Format every line of the listing below as a Markdown table with the columns Row and Line, putting the row number in Row and the line itself in Line. Leave out blank lines.

-- BEGIN Records provided --

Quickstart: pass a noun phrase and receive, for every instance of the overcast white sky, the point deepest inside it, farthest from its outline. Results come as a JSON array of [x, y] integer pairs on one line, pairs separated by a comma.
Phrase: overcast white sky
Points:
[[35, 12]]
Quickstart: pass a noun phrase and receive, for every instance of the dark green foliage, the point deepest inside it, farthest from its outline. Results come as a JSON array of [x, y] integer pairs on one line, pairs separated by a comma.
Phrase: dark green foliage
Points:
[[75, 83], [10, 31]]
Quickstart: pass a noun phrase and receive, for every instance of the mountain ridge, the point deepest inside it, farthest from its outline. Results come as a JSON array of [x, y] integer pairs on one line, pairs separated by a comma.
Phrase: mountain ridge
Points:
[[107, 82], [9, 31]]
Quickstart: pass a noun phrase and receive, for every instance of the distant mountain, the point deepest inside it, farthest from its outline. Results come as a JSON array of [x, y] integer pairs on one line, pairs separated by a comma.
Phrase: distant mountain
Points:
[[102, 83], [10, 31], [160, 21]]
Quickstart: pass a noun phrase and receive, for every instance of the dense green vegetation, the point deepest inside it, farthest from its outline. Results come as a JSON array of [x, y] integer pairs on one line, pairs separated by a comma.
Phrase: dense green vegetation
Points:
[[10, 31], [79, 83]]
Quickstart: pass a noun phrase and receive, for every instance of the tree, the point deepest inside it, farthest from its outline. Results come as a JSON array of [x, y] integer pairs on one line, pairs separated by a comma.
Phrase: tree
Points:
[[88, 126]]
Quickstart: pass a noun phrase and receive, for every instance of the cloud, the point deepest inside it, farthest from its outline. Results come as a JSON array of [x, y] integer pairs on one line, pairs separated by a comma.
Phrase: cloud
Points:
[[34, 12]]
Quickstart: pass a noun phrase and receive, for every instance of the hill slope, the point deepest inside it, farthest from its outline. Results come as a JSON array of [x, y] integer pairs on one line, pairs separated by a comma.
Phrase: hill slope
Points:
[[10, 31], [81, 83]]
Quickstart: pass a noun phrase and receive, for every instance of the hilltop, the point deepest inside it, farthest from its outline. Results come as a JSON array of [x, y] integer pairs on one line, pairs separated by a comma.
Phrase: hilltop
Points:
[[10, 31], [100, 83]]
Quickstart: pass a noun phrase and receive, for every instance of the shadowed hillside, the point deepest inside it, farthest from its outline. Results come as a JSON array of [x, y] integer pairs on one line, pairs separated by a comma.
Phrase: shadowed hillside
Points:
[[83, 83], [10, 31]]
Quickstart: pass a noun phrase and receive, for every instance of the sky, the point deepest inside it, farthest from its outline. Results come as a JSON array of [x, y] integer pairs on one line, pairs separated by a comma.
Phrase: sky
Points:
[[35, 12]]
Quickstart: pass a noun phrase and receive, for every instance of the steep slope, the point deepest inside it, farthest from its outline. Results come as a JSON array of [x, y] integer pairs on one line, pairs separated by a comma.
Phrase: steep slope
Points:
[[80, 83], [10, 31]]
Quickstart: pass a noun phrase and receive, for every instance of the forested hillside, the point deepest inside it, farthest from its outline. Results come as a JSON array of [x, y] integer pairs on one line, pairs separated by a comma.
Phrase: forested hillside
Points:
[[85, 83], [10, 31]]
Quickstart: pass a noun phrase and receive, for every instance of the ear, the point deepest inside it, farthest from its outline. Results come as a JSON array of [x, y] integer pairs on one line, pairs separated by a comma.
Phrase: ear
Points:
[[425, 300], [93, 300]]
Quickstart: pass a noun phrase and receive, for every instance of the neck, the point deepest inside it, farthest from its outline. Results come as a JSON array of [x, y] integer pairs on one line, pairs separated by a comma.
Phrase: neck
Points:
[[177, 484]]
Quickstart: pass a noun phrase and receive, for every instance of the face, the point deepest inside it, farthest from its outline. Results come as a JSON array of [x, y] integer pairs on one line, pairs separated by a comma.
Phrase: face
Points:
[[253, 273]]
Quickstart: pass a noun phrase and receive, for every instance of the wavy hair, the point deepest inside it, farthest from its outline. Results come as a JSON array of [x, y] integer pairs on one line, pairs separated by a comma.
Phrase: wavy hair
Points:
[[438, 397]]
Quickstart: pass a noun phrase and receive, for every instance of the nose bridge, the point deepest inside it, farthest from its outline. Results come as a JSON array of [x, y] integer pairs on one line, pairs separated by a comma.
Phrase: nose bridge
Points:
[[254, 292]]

-- END Records provided --

**Written answer**
| Row | Line |
|---|---|
| 1 | Quickstart: pass a noun phrase and receive, for every instance of the overcast white sky, the point deepest inside it, farthest from its outline. Results come as a JSON array of [x, y] integer pairs on one line, pairs separated by a comma. |
| 2 | Phrase: overcast white sky |
| 3 | Points: |
| 4 | [[35, 12]] |
| 5 | Quickstart: pass a noun phrase and receive, for every instance of the dark green foliage, the point deepest inside it, farthest from its outline. Results come as a JSON array of [x, y] integer pairs on one line, pairs separated by a comma. |
| 6 | Phrase: dark green foliage |
| 7 | Points: |
| 8 | [[75, 83], [10, 31]] |
| 9 | Quickstart: pass a noun phrase and receive, for every instance of the mountain ridge, the point deepest inside it, farthest from its outline. Results come as a JSON array of [x, y] integer pairs on one line, pairs separated by a comma. |
| 10 | Phrase: mountain ridge |
| 11 | Points: |
| 12 | [[107, 82], [9, 31]] |
| 13 | Quickstart: pass a noun phrase and receive, for every instance of the distant mountain, the point deepest inside it, farthest from its outline. Results come as a JSON array of [x, y] integer pairs on one line, pairs separated by a comma. |
| 14 | Phrase: distant mountain |
| 15 | Points: |
| 16 | [[102, 83], [10, 31], [160, 21]] |
| 17 | Quickstart: pass a noun phrase and receive, for every instance of the dense green vegetation, the point deepest inside it, farthest from its outline. Results come as a JSON array of [x, y] integer pairs on one line, pairs separated by a comma. |
| 18 | Phrase: dense green vegetation |
| 19 | Points: |
| 20 | [[10, 31], [79, 83]] |
| 21 | Quickstart: pass a noun phrase and receive, for every instance of the tree, the point deepest inside it, farthest from its outline. Results come as a JSON array of [x, y] integer pairs on one line, pairs separated by a comma. |
| 22 | Phrase: tree |
| 23 | Points: |
| 24 | [[88, 126]] |
| 25 | Quickstart: pass a noun phrase and receive, for every instance of the cloud, the point deepest inside it, farthest from its outline. Results come as a JSON array of [x, y] integer pairs on one line, pairs separated by a comma. |
| 26 | Phrase: cloud |
| 27 | Points: |
| 28 | [[34, 12]] |
| 29 | Quickstart: pass a noun phrase and receive, for every instance of the hill slope, the point deepest inside it, farthest from its outline. Results come as a JSON array of [x, y] integer pairs on one line, pairs separated by a comma. |
| 30 | Phrase: hill slope |
| 31 | Points: |
| 32 | [[10, 31], [81, 83]] |
| 33 | Quickstart: pass a noun phrase and receive, for every instance of the hilltop, the point deepest inside it, farthest from its outline. Results come as a JSON array of [x, y] integer pairs on one line, pairs separated by a comma. |
| 34 | Phrase: hilltop |
| 35 | Points: |
| 36 | [[10, 31], [100, 83]] |
| 37 | Quickstart: pass a noun phrase and receive, for every instance of the shadowed hillside, the point deepest inside it, farthest from its outline. Results come as a JSON array of [x, y] integer pairs on one line, pairs separated by a comma. |
| 38 | Phrase: shadowed hillside |
| 39 | Points: |
| 40 | [[83, 83], [10, 31]] |
| 41 | Quickstart: pass a noun phrase and receive, for every instance of the sky, the point deepest inside it, farthest from its outline. Results come as a JSON array of [x, y] integer pairs on one line, pairs separated by a comma. |
| 42 | Phrase: sky |
| 43 | Points: |
| 44 | [[35, 12]] |
| 45 | Quickstart: pass a noun phrase and receive, for every instance of the steep slope, the point deepest inside it, farthest from its outline. Results come as a JSON array of [x, y] integer pairs on one line, pairs separated by a comma. |
| 46 | Phrase: steep slope |
| 47 | Points: |
| 48 | [[80, 83], [10, 31]] |
| 49 | Quickstart: pass a noun phrase and receive, for every instance of the forested hillside, the point deepest inside it, farthest from its outline. Results come as a JSON array of [x, y] integer pairs on one line, pairs separated by a comma. |
| 50 | Phrase: forested hillside |
| 51 | Points: |
| 52 | [[85, 83], [10, 31]] |
| 53 | Quickstart: pass a noun phrase and receive, for every instance of the ear, the point deepest inside it, farthest from its outline. Results come as a JSON array of [x, y] integer pairs on one line, pairs separated by a comma. |
| 54 | Phrase: ear |
| 55 | Points: |
| 56 | [[425, 300], [93, 300]] |
| 57 | Quickstart: pass a noun phrase and receive, for every instance of the neck, the point deepest inside it, farthest from its outline. Results come as a JSON array of [x, y] integer pairs on one line, pairs separated by a comma. |
| 58 | Phrase: neck |
| 59 | Points: |
| 60 | [[177, 484]] |
| 61 | Quickstart: pass a noun phrase and receive, for every instance of the face, the point deepest inside it, farthest from its outline. Results come as a JSON array of [x, y] integer pairs on one line, pairs separated by a comma. |
| 62 | Phrase: face |
| 63 | Points: |
| 64 | [[253, 273]] |
| 65 | Quickstart: pass a noun phrase and receive, for every instance of the wavy hair, the point deepest inside it, farthest from its outline. Results come as a JSON array of [x, y] integer pairs on one line, pairs separated by a comma. |
| 66 | Phrase: wavy hair |
| 67 | Points: |
| 68 | [[438, 397]] |
| 69 | Quickstart: pass a noun phrase and receive, for every instance of the nose bridge, the point deepest inside it, farthest from its outline. Results come as a JSON array of [x, y] integer pairs on one line, pairs separated by a comma. |
| 70 | Phrase: nose bridge |
| 71 | Points: |
| 72 | [[254, 292]] |